**Written instruction**
Copy out every line in the rows below that contains the word "blurred".

**Dataset content**

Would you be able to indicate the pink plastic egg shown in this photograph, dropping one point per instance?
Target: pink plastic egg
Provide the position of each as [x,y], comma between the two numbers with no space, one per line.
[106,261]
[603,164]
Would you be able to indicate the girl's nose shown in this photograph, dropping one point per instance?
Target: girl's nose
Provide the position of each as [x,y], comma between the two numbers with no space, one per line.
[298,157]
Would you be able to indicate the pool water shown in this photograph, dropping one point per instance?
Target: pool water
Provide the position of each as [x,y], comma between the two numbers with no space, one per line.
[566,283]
* * *
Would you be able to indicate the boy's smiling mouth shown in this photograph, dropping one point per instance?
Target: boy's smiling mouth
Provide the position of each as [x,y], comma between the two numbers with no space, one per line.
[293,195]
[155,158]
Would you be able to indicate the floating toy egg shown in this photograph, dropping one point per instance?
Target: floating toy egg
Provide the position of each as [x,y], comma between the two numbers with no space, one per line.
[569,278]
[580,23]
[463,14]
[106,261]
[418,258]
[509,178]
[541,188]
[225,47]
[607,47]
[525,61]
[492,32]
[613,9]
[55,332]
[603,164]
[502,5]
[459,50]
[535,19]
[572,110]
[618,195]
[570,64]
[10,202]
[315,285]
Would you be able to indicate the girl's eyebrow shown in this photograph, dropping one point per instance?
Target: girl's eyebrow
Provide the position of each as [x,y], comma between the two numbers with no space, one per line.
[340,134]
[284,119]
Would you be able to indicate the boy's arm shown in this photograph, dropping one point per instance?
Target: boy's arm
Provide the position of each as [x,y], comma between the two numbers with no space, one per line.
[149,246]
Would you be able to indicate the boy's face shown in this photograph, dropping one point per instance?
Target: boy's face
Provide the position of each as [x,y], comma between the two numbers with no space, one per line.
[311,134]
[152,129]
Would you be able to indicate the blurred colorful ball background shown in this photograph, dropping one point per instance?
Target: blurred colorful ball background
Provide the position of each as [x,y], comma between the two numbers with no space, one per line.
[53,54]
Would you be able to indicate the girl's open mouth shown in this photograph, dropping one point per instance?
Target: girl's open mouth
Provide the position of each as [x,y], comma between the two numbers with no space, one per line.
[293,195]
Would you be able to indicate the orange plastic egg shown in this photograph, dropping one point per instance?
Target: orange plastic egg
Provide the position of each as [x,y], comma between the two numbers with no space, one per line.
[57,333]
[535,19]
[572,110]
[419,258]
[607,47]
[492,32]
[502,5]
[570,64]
* * *
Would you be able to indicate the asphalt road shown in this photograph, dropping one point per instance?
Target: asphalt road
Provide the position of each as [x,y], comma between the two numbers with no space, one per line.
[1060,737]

**Worked solution**
Would you be able to indicate the blurred colorful ball background shown in this photograph, dropping one point per instance?
Target: blurred colorful ball background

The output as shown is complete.